PROVIDED TEXT:
If you experience issues when running OV²SLAM (segfault exceptions, ...), it might be related to the "-march=native" flag.
By default, OpenGV and OV²SLAM come with this flag enabled but Ceres does not.  Making sure that all of them are built with or 
without this flag might solve your problem.

ACTIVITIES:
- a) Answer these questions from the OV²SLAM note:
(i) Which compiler flag might be linked to problems when running OV²SLAM?
(ii) Which library does not have that flag enabled by default?
(iii) What does the note say might solve the problem?
- b) Condense the paragraph of the OV²SLAM note that begins "If you experience issues" into a short bulleted list that keeps its main facts.
- c) Repeat everything in the OV²SLAM note from "If you experience" down to "solve your problem.".
The listing that follows has no connection to the OV²SLAM note.

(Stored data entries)
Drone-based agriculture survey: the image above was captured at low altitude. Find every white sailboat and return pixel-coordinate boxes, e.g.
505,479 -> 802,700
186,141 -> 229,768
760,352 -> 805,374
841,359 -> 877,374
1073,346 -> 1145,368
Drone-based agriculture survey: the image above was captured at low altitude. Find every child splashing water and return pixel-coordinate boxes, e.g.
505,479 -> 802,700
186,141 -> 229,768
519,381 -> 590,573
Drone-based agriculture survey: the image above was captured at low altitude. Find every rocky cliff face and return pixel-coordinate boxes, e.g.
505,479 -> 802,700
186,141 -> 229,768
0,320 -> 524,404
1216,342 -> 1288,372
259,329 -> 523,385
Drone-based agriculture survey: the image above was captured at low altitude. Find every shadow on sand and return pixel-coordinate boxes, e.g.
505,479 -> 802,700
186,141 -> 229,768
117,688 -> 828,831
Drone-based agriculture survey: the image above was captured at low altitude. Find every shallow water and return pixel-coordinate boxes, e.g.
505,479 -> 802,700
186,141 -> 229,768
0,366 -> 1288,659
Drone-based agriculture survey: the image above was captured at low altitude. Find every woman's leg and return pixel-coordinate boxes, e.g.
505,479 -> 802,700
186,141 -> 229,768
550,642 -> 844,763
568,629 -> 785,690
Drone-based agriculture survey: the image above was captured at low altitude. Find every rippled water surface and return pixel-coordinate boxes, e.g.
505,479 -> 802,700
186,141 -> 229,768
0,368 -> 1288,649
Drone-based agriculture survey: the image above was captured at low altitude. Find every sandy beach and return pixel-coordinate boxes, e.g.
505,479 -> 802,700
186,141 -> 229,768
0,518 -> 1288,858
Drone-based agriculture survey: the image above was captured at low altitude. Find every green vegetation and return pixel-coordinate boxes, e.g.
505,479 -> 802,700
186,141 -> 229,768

RESULTS IN ORDER:
- a)
(i) The "-march=native" flag.
(ii) Ceres.
(iii) Making sure that OpenGV, OV²SLAM and Ceres are all built with or all built without the flag.

- b)
- Problems running OV²SLAM, such as segfaults, may come from the "-march=native" flag.
- OpenGV and OV²SLAM enable this flag by default; Ceres does not.
- Building all three consistently, with or without the flag, might fix the problem.

- c)
If you experience issues when running OV²SLAM (segfault exceptions, ...), it might be related to the "-march=native" flag.
By default, OpenGV and OV²SLAM come with this flag enabled but Ceres does not.  Making sure that all of them are built with or 
without this flag might solve your problem.